» **Passage provided**:
* * * * *

So, how does a model learn to self-correct? The process likely involves a few steps:
- Generating a Random Chain: The model starts by producing an initial chain of thought. This might lead to an incorrect answer due to a logical misstep or factual error.
- Identifying the Mistake: Using some form of evaluation (perhaps a verifier or internal scoring mechanism), the model detects that the chain is off track.
- Searching for a Fix: It then explores alternative paths — essentially performing a mini-search — to find a corrected chain that resolves the error.
- Learning from the Process: Through reinforcement learning (RL), the model is trained not just on the correct answer but on the entire journey from mistake to correction. This teaches it patterns of error recognition and recovery.
A clever twist here is the Stream of Search concept. Instead of explicitly searching through a tree of possibilities at test time (which would be slow), the model might linearize this process into a single sequence during training. For instance, a stream could look like:
Initial thought: “2 + 2 is 5” → Mistake detected: “That’s not right” → Backtrack: “Let’s redo it” → Correction: “2 + 2 is 4” → Correct answer reached.
The idea is to get the whole tree (including correct and incorrect branches) and to flatten it, that is — create a single long chain of reasoning out of all tree branches. By training on such sequences, a model learns to simulate search-like behavior within one fluid chain of thought, making it efficient at inference time. It is a hack but a very good one to generate synthetic chains that include the whole error correction process. That is super important as using humans here will be too expensive and unreliable. I highly recommend looking at the above paper.

* * * * *

» **Listed entries**:

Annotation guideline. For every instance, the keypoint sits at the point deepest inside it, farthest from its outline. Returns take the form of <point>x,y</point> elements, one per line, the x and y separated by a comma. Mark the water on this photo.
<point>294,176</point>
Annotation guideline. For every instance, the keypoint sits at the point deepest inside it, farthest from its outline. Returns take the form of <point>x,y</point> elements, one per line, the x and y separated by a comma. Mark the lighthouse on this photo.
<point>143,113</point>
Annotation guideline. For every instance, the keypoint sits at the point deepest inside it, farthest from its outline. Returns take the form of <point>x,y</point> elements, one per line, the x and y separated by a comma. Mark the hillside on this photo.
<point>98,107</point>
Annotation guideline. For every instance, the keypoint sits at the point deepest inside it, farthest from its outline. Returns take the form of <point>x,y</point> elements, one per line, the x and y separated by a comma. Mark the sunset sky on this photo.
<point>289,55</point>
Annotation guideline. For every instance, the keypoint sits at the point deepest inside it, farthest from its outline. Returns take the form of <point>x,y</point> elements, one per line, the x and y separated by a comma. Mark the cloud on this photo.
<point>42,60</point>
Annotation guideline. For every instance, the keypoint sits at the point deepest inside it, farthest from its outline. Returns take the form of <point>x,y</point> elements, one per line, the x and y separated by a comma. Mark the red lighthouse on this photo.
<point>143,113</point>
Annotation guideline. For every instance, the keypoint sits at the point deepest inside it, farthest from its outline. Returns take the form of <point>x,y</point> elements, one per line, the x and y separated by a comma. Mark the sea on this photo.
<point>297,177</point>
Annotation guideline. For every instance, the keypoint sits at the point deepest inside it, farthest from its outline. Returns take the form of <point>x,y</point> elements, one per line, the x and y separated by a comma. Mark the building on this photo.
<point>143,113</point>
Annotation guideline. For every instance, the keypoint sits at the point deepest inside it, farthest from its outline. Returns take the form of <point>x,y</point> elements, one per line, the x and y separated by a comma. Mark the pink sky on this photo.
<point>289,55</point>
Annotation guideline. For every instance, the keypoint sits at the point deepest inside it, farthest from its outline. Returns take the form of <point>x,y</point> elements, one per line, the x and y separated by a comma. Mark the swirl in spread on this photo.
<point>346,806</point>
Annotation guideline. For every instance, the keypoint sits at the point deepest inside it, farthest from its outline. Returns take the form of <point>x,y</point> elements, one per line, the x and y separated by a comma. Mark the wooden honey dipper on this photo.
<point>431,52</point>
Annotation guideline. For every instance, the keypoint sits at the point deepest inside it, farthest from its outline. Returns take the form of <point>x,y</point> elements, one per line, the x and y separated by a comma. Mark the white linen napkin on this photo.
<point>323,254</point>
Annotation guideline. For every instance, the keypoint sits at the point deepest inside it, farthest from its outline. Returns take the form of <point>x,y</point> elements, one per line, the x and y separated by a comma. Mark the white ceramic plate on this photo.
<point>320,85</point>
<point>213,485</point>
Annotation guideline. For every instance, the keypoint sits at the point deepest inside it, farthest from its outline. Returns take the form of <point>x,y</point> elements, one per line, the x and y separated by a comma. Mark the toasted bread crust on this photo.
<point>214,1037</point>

* * * * *

» **Exercise brief**:
List the names of the steps that the self-correction passage says the process likely involves.

» **Reply**:
- Generating a Random Chain
- Identifying the Mistake
- Searching for a Fix
- Learning from the Process